Texte source:
——

« Avez-vous choisi ? »

• DÉFI SABLIER #1 •

Le soleil est radieux sur ce jardin de salon de thé qui inspire la bonne humeur. Mes carnets sont précieusement conservés dans mon sac, à portée de main. Mais il reste une épreuve à affronter, tandis que mes sourcils se plissent sous une intense concentration et que mes yeux se baladent sur la terrible liste, éperdus.

« Avez-vous choisi ? » me glisse alors une voix tant redoutée.

Je pose la carte des différents thés que propose l’établissement pour me lancer, un peu au hasard. Lorsque la serveuse s’en va porter ma commande, un grand soulagement me prend.

Mais, vous le devinez sûrement, je pense que cette petite aventure comique ne concerne pas que le choix difficile du thé à déguster. J’ai également toujours pensé qu’il y avait une grande part de choix dans l’écriture.

 

Mille et une portes

Parfois, c’est ainsi que je me sens : face à une infinité de possibilités. L’écriture est un peu comme cela n’est pas ? Un imaginaire que l’on ne parvient à limiter totalement, d’heureuses opportunités.

——

Les consignes:
(1) Recopiez le passage de l'extrait compris entre « Le soleil est » et « terrible liste, éperdus. », ces deux bornes incluses.
(2) D'après l'extrait, quel objet est posé juste avant que la commande soit passée, un peu au hasard ?
Les lignes présentées ensuite forment un matériau indépendant de l'extrait.

Données fournies:
——

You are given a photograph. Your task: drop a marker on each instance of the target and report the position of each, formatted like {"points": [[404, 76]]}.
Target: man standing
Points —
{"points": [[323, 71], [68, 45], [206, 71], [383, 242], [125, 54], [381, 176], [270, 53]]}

——

Corrigés:
(1)
Le soleil est radieux sur ce jardin de salon de thé qui inspire la bonne humeur. Mes carnets sont précieusement conservés dans mon sac, à portée de main. Mais il reste une épreuve à affronter, tandis que mes sourcils se plissent sous une intense concentration et que mes yeux se baladent sur la terrible liste, éperdus.

(2) La carte des différents thés que propose l'établissement.